> **Try it**: Search the records for lines with the word "white" and copy each match.

> **Supplied records**:

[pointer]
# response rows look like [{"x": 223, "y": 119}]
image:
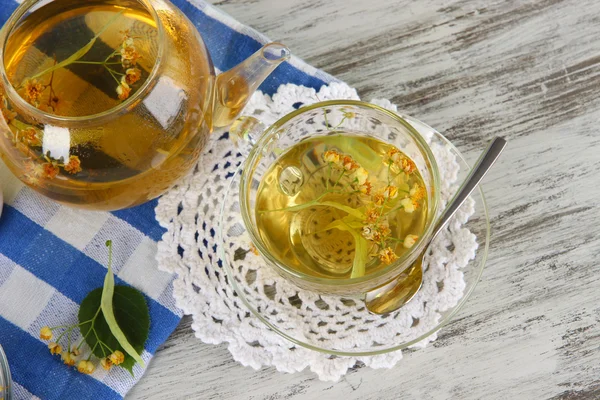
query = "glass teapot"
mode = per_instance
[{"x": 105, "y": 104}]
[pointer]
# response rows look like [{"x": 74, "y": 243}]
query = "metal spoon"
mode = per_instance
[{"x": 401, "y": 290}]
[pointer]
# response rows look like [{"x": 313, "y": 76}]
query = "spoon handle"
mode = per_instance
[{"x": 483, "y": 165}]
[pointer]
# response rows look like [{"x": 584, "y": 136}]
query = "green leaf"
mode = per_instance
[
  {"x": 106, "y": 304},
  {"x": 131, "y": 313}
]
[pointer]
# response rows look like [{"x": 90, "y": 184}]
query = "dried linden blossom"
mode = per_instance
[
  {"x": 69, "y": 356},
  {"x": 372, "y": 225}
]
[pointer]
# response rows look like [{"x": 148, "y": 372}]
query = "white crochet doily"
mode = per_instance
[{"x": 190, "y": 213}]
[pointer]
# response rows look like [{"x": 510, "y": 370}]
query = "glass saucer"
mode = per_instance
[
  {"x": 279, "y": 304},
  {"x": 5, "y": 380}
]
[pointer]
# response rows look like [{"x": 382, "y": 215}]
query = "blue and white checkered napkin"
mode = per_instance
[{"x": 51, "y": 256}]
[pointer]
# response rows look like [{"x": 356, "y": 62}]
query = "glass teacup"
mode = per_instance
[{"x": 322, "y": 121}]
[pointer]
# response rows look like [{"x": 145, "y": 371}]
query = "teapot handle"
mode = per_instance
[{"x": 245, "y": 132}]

--

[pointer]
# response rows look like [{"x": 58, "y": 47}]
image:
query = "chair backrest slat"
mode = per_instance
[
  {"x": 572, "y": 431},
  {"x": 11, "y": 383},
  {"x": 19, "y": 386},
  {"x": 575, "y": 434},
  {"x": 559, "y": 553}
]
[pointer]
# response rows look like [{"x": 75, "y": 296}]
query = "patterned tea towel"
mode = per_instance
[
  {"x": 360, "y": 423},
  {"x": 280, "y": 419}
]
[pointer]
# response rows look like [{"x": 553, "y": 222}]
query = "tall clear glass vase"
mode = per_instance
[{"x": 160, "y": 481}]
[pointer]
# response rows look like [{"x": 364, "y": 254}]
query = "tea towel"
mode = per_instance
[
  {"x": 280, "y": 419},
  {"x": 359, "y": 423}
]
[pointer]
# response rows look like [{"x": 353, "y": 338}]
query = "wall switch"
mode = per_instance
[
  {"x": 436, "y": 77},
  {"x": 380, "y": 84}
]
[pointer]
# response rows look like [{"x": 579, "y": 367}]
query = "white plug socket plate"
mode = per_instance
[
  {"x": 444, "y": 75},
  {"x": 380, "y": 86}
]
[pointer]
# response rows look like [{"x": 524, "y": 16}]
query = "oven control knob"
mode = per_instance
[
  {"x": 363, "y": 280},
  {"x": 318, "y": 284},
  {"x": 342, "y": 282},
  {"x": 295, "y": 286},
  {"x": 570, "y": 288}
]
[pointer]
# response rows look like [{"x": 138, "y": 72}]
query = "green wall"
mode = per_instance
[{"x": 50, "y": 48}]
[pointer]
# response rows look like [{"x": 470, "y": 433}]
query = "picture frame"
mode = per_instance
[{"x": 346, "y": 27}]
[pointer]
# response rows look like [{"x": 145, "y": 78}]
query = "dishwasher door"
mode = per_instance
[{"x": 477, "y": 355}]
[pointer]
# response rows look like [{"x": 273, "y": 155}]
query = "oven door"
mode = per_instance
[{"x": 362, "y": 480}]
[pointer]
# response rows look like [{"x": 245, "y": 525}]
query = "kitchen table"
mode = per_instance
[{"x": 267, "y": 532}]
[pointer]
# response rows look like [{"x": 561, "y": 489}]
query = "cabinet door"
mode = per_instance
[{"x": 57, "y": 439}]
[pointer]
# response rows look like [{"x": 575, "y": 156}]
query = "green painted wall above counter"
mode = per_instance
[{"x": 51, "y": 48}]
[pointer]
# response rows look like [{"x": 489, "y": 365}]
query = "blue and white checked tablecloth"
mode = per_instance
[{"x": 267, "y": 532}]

==

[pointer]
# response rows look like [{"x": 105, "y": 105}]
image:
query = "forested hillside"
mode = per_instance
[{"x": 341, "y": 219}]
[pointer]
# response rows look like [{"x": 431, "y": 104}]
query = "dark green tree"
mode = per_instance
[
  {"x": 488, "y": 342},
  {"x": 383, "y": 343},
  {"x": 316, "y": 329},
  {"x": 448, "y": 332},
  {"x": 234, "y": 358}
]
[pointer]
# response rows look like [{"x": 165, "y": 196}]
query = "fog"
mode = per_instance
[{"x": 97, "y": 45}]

> **Reply**:
query = "white crochet doily"
query = "blue and white checkered napkin"
query = "white plug socket plate"
query = "blue and white checked tablecloth"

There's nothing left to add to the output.